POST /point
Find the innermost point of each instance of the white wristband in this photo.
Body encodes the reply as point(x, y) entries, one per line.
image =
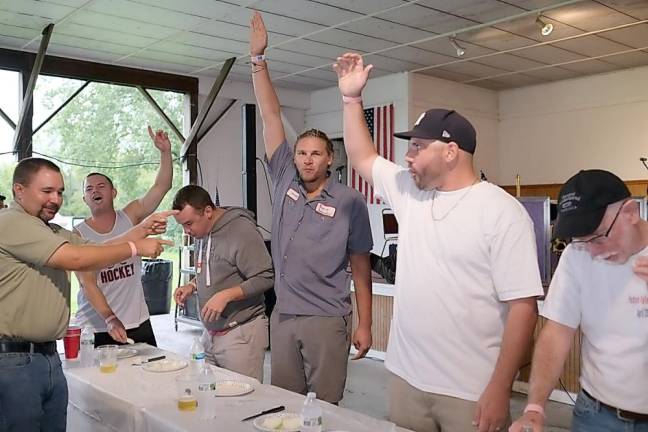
point(133, 249)
point(351, 99)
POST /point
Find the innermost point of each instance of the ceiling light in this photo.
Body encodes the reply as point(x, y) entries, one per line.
point(545, 27)
point(457, 47)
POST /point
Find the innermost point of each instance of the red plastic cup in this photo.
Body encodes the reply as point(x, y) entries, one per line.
point(72, 342)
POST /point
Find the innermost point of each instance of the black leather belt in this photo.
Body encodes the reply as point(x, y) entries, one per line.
point(27, 347)
point(622, 414)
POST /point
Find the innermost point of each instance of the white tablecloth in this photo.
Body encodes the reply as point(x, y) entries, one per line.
point(132, 399)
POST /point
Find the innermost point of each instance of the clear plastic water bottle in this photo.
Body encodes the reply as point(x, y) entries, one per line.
point(311, 414)
point(86, 352)
point(206, 393)
point(197, 357)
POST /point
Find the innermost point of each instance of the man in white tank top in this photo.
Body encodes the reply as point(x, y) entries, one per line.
point(113, 302)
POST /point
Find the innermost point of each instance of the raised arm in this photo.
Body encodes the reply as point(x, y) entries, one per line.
point(273, 131)
point(138, 209)
point(352, 77)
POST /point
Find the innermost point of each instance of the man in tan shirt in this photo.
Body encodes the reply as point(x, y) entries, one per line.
point(35, 256)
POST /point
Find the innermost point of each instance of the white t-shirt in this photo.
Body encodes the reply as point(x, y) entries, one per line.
point(120, 283)
point(610, 303)
point(461, 256)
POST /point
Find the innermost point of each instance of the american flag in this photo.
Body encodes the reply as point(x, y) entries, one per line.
point(380, 121)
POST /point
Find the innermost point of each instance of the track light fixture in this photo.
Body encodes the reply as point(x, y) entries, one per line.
point(457, 47)
point(545, 27)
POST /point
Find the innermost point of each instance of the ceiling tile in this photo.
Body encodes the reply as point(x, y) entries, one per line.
point(590, 67)
point(635, 37)
point(591, 46)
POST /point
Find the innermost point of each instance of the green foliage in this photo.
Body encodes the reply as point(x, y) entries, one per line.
point(104, 130)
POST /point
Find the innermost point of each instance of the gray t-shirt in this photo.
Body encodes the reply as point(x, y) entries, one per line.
point(312, 241)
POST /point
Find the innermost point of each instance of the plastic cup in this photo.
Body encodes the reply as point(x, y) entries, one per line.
point(72, 342)
point(187, 387)
point(107, 358)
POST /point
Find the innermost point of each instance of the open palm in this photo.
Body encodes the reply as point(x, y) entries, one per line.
point(258, 34)
point(352, 74)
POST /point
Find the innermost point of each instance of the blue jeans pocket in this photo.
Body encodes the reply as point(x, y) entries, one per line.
point(584, 406)
point(14, 360)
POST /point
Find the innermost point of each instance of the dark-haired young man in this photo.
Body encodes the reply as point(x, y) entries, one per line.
point(112, 301)
point(234, 269)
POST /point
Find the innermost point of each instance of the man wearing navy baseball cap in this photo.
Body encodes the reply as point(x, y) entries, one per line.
point(600, 286)
point(467, 272)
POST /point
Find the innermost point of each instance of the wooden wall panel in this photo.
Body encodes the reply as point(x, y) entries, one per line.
point(382, 309)
point(637, 188)
point(571, 370)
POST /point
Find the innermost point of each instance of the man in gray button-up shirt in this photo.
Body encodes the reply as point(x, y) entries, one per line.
point(319, 226)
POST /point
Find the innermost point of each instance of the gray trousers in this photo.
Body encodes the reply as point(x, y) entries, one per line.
point(310, 353)
point(242, 349)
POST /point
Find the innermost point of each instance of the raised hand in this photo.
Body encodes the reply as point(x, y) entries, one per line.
point(258, 34)
point(160, 139)
point(352, 74)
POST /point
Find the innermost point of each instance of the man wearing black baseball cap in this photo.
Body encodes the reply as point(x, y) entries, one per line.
point(467, 274)
point(598, 286)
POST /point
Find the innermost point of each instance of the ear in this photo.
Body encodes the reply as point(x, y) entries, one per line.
point(452, 151)
point(18, 189)
point(632, 212)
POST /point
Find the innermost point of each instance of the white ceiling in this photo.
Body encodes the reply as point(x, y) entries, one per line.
point(504, 47)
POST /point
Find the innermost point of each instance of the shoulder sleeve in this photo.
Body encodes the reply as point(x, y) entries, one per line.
point(252, 260)
point(513, 255)
point(360, 239)
point(562, 303)
point(392, 183)
point(30, 240)
point(281, 163)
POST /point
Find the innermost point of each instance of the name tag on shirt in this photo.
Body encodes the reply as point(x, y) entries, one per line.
point(325, 210)
point(293, 194)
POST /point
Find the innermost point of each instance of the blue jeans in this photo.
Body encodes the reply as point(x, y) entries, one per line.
point(590, 416)
point(33, 393)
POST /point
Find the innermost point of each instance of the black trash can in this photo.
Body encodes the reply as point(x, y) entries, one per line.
point(156, 280)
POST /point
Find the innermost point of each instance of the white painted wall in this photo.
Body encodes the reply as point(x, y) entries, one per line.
point(478, 105)
point(549, 132)
point(220, 152)
point(325, 111)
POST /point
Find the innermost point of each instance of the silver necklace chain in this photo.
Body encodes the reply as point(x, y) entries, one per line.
point(455, 204)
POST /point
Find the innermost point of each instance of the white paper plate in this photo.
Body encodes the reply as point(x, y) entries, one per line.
point(165, 365)
point(126, 352)
point(263, 423)
point(232, 388)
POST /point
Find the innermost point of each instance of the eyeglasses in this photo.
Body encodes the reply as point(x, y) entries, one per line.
point(580, 244)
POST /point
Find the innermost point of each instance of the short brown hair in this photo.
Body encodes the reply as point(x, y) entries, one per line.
point(192, 195)
point(27, 167)
point(316, 133)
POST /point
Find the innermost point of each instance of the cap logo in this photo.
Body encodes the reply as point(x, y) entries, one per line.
point(569, 202)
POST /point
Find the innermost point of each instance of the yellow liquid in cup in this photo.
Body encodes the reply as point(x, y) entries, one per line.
point(187, 404)
point(109, 368)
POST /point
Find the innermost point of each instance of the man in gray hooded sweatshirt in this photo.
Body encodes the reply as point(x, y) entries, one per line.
point(233, 269)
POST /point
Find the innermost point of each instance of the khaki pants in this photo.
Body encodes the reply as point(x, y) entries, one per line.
point(242, 349)
point(310, 353)
point(421, 411)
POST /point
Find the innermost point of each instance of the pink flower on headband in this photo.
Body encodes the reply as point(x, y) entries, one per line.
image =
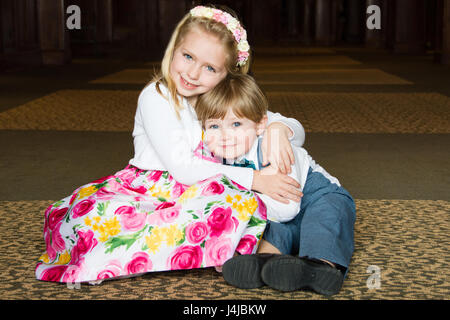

*ЗАДАНИЕ:* Найдите в записях выше все строки со словом «raised» и перепишите каждую из них целиком.

*ПОЛНЫЙ ОТВЕТ:*
Find the innermost point of each instance of the raised arm in this photo.
Find the innermost point of each instance of the raised hand in this photo.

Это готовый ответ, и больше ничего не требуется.